(What the task asks):
Repeat word for word the part of the upper endoscopy and colonoscopy page that begins at the words "During upper endoscopy: At" and stops after "is typically painless.".

(Passage for review):
§
Upper Endoscopy and Colonoscopy

Upper Endoscopy and Colonoscopy

Upper endoscopy

Upper endoscopy is an outpatient procedure wherein the inside of the upper part of your gastrointestinal tract (esophagus, stomach and duodenum) is examined and investigated. Common reasons to perform an upper endoscopy  is to evaluate symptoms such as abdominal pain, acid reflux, nausea or vomiting and difficulty swallowing. An upper endoscopy is performed using a device called a gastroscopy. The gastroscope is a long, thin, flexible tube, which is attached to a small video camera and connected to a TV monitor. Using the various controls that are part of the device, the gastroenterologist guides the instrument to visualize the lining of the upper gastrointestinal tract and look for lesions such as ulcers,  polyps, tumors, abnormal blood vessels, inflammation etc.

Before an upper endoscopy: Your doctor will give you instructions to hold certain medications and not eat or drink for a specific period of time before the procedure

During upper endoscopy: At the discretion of the supervising physician, you will receive sedation prior to and during the procedure to keep you comfortable. You may experience slight short-lived discomfort during the procedure as the gastroscope is advanced to the end of your colon. If an abnormality is seen through the scope, a small amount of tissue may be removed for analysis (biopsy), or in the case of benign polyps, may be fully removed. Biopsy or polyp removal is typically painless.

After an upper endoscopy: You will be taken to a recovery area where you will be monitored until the full effects of the sedating medication have worn off. You may feel some cramping or gas sensation that usually passes quickly. The physician may recommend that Certain medications, such as blood thinners, be avoided for a few days if the tissue samples or polyps were removed.

Alcohol, driving, regular outdoor activities, and operation of heavy machinery must be avoided until after 24 hours following the colonoscopy. Unless otherwise instructed, you can return to your normal diet immediately after the colonoscopy.

Colonoscopy

Colonoscopy is an outpatient procedure wherein the inside of your large bowel (colon and rectum) is examined and investigated. Common reasons to perform a colonoscopy is to screen for colon cancer or polyps, or to evaluate symptoms such as abdominal pain and rectal bleeding A colonoscopy is performed using a device called a colonoscope. The colonoscope is a long, thin, flexible tube, which is attached to a small video camera and connected to a TV monitor. Using the various controls that are part of the device, the gastroenterologist guides the instrument to visualize the lining of the colon and look for lesions such as polyps, tumors, abnormal blood vessels, inflammation etc.
§
(Records):
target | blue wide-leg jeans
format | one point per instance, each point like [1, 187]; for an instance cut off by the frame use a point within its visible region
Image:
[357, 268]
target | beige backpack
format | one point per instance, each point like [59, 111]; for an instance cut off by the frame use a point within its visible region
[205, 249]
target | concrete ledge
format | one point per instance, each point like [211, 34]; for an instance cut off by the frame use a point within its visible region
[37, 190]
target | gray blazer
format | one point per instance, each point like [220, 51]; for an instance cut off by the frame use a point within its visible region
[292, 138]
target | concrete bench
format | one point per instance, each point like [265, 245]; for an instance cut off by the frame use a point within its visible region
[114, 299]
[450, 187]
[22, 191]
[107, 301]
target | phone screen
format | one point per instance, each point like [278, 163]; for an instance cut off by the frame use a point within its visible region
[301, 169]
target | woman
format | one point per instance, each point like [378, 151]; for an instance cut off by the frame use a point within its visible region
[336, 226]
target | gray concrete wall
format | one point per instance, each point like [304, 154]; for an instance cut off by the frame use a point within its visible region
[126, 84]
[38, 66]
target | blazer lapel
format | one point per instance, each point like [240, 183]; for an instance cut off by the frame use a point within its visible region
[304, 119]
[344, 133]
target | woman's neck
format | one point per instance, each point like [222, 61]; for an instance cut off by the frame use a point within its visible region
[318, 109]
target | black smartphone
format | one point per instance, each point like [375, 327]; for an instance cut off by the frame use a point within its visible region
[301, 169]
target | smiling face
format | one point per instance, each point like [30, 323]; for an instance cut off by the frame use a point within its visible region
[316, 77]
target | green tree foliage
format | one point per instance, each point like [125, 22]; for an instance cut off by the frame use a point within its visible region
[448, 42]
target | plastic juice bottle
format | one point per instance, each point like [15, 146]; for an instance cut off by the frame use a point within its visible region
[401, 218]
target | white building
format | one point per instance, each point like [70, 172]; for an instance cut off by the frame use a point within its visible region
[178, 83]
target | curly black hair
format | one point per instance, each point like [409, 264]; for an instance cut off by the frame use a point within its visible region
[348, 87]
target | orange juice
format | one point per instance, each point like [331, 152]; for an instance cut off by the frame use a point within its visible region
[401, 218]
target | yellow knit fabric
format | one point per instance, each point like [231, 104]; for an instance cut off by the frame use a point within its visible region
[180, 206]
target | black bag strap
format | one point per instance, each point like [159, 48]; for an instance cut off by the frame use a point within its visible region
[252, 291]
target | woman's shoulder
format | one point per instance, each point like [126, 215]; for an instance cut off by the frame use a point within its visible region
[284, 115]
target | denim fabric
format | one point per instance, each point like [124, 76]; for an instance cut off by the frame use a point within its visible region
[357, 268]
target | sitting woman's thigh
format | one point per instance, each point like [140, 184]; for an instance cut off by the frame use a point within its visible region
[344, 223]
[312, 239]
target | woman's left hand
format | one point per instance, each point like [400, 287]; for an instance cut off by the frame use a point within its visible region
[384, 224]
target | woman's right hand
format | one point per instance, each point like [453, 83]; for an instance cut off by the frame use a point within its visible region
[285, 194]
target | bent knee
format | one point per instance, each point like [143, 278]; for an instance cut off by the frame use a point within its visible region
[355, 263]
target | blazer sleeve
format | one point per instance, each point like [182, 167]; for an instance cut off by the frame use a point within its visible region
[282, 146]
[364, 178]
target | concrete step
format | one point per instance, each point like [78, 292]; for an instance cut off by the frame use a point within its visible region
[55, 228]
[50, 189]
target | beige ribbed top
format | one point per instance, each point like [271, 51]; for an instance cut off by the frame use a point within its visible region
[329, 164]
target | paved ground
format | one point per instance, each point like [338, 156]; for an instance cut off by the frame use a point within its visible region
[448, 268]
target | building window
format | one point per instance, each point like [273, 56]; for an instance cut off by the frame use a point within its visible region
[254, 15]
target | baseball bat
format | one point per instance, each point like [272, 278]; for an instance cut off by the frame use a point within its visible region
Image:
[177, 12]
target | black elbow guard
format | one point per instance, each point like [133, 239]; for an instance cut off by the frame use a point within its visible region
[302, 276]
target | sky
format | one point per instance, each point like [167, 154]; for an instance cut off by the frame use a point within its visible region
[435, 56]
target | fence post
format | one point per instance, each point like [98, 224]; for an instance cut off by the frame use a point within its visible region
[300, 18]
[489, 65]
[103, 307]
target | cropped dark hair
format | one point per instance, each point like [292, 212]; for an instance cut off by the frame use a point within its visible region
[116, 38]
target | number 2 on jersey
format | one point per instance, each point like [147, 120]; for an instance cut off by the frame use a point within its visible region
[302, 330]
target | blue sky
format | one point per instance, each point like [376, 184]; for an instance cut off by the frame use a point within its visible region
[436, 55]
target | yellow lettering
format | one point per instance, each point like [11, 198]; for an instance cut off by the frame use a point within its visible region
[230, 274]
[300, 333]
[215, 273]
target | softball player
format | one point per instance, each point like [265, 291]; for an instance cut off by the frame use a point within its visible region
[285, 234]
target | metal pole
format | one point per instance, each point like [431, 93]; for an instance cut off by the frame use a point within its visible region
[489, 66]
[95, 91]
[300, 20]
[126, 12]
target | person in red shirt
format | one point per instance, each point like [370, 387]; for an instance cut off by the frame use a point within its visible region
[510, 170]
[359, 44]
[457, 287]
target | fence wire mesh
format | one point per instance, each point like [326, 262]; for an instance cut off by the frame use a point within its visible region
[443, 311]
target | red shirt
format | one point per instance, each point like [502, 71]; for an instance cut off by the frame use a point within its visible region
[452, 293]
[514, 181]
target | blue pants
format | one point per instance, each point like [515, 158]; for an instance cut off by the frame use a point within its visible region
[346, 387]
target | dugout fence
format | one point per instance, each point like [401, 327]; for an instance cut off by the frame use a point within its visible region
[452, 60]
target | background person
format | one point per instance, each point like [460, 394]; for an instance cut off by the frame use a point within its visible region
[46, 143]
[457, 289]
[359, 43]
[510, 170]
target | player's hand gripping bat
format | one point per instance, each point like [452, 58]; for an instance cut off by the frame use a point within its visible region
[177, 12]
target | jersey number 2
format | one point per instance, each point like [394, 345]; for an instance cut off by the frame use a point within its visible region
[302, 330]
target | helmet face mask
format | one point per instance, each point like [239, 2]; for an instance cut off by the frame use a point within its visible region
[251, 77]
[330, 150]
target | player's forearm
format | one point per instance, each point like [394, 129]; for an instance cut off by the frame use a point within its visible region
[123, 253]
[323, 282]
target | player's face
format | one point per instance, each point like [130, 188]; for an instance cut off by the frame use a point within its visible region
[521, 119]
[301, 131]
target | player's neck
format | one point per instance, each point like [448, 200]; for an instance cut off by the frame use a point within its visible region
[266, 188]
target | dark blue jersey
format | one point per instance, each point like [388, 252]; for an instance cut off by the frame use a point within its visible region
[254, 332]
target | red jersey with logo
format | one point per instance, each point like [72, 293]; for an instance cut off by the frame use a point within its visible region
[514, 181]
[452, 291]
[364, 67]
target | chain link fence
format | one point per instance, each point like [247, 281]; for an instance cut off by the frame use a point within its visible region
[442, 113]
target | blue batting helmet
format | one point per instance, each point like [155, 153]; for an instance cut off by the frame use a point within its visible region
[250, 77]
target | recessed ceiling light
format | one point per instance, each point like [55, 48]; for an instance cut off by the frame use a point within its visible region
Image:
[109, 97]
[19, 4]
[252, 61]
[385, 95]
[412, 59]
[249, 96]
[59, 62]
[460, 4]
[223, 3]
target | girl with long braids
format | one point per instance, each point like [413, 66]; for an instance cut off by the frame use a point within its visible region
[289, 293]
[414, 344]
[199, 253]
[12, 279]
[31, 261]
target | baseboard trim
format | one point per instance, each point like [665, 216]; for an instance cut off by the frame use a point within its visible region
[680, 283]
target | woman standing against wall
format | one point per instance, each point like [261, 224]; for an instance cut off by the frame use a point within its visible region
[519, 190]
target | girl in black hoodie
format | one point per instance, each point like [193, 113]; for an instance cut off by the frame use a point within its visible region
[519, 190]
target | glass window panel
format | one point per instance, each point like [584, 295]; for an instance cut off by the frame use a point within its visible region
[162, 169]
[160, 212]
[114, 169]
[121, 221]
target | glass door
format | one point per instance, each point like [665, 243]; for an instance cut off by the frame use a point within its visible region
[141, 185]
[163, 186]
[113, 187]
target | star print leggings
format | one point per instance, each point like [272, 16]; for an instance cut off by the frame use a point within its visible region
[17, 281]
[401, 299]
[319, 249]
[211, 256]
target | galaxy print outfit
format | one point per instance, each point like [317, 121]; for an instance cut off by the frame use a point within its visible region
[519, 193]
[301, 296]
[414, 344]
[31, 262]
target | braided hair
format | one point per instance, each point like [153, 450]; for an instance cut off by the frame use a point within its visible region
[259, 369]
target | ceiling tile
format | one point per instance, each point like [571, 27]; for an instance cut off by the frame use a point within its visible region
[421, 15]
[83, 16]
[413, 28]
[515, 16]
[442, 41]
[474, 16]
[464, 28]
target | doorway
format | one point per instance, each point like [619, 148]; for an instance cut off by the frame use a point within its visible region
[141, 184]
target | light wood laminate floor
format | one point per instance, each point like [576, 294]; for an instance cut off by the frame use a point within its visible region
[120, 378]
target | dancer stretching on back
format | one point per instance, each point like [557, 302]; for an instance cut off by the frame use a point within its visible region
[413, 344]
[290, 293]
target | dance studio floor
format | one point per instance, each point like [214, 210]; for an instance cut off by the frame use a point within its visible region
§
(Expected answer):
During upper endoscopy: At the discretion of the supervising physician, you will receive sedation prior to and during the procedure to keep you comfortable. You may experience slight short-lived discomfort during the procedure as the gastroscope is advanced to the end of your colon. If an abnormality is seen through the scope, a small amount of tissue may be removed for analysis (biopsy), or in the case of benign polyps, may be fully removed. Biopsy or polyp removal is typically painless.